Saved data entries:
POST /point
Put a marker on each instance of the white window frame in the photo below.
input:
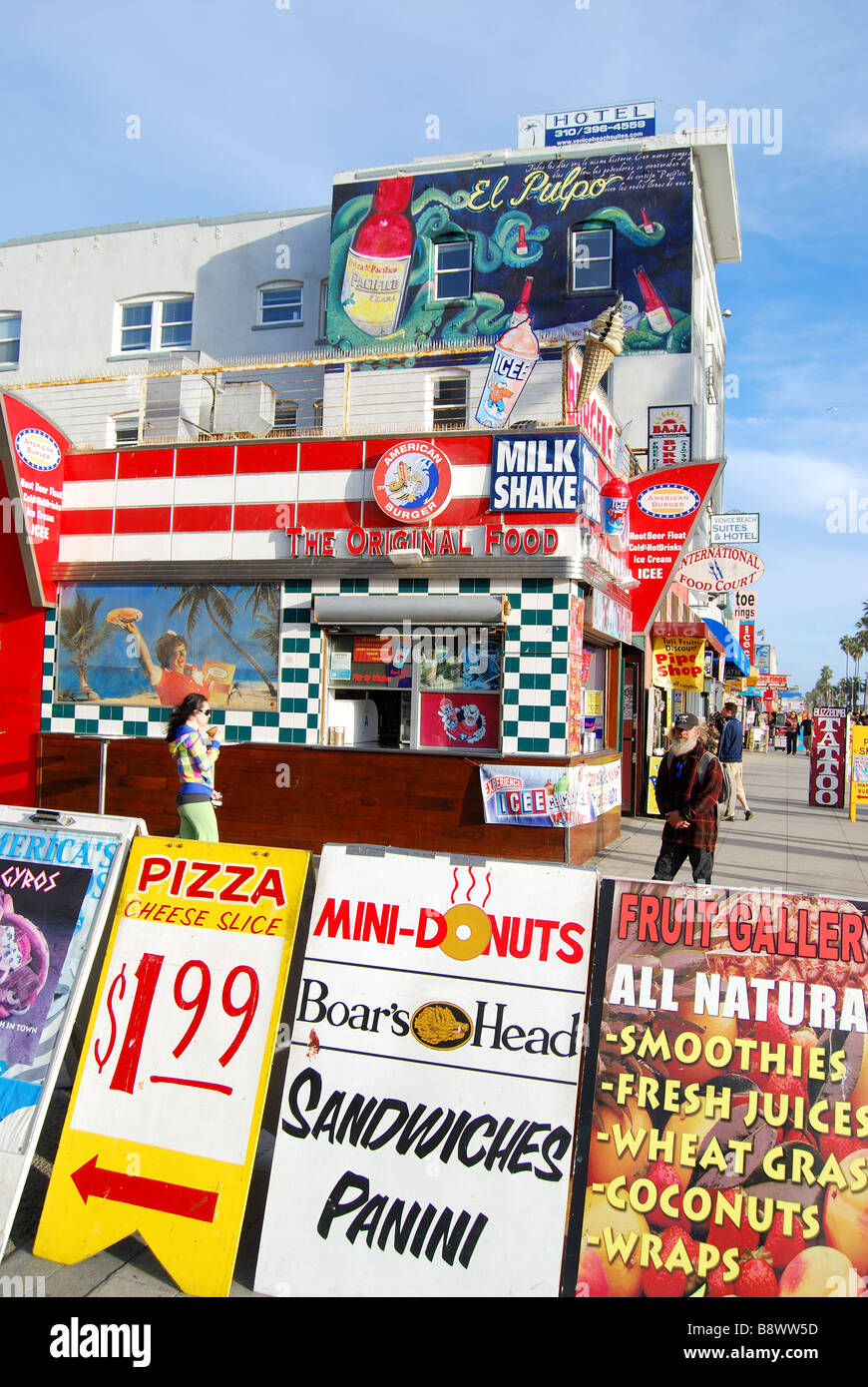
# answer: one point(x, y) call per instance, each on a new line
point(577, 234)
point(292, 311)
point(441, 277)
point(157, 324)
point(127, 420)
point(436, 379)
point(281, 430)
point(10, 316)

→ **What is expected**: Restate every record exactly, please; do not copy the pictures.

→ **Exercise output**:
POST /point
Put a marker on each instance of the white window frame in the photo below.
input:
# answer: one point(x, y) call per instance, each on a new line
point(577, 234)
point(292, 311)
point(441, 277)
point(157, 324)
point(127, 420)
point(436, 379)
point(281, 430)
point(10, 316)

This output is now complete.